§ **GIVEN INSTRUCTION**: Scale the stretch of lines below, from the one containing "outline --target=corrugated metal" through the one containing "[[[192,70],[185,0],[73,0],[90,75]]]". Write out every line in it, requests included, with each coordinate in the answers multiplied by 2.05 and rounded to a whole number (halves up), and give only those lines.

§ **ENTRIES**:
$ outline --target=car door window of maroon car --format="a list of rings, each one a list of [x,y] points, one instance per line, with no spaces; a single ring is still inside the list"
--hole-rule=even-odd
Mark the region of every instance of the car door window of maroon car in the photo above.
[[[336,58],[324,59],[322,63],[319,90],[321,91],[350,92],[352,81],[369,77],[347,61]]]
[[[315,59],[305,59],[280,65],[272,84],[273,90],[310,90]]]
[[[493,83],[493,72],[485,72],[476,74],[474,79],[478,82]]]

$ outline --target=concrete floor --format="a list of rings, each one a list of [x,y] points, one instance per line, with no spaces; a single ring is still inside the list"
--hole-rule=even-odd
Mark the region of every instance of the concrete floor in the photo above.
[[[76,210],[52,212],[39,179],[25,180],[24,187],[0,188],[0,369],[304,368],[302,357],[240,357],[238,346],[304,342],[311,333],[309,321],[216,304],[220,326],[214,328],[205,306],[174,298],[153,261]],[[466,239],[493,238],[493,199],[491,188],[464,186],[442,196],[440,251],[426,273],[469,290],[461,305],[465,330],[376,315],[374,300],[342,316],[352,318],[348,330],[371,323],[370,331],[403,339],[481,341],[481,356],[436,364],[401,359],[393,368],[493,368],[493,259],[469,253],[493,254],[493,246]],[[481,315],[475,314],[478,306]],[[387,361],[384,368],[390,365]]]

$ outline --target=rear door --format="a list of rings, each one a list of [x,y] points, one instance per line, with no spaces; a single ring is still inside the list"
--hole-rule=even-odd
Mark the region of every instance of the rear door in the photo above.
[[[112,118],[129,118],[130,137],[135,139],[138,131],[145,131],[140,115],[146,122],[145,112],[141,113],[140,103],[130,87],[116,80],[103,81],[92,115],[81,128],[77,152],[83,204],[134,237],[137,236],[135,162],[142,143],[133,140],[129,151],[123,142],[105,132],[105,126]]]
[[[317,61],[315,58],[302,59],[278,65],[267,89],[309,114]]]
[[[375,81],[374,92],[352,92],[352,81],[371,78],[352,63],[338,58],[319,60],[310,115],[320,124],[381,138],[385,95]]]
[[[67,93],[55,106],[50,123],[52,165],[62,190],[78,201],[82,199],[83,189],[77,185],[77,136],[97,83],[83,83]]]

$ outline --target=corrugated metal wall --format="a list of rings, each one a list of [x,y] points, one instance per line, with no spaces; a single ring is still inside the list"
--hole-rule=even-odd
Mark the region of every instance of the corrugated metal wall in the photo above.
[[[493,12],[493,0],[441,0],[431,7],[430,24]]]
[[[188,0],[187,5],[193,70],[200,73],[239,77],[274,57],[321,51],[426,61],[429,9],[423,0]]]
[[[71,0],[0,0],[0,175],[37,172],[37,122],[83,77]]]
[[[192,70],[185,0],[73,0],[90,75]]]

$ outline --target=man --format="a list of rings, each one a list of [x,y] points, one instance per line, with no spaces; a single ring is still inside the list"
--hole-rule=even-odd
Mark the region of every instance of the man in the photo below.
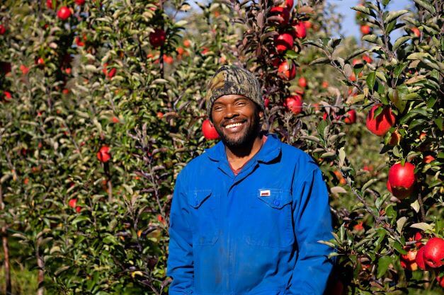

§ **REPLY**:
$ outline --target=corrugated metal wall --format="a list of rings, each one a list of [x,y] points, one instance per line, with no spaces; a single ring is still inside the list"
--hole-rule=even-odd
Mark the region of every instance of the corrugated metal wall in the photo above.
[[[1011,25],[1011,0],[904,0],[884,14],[882,49]]]
[[[385,0],[383,10],[396,144],[410,150],[490,158],[562,117],[658,105],[873,125],[879,18],[867,0]]]
[[[146,0],[0,0],[0,359],[76,353],[76,250],[170,158]]]
[[[394,144],[379,0],[150,0],[185,154]]]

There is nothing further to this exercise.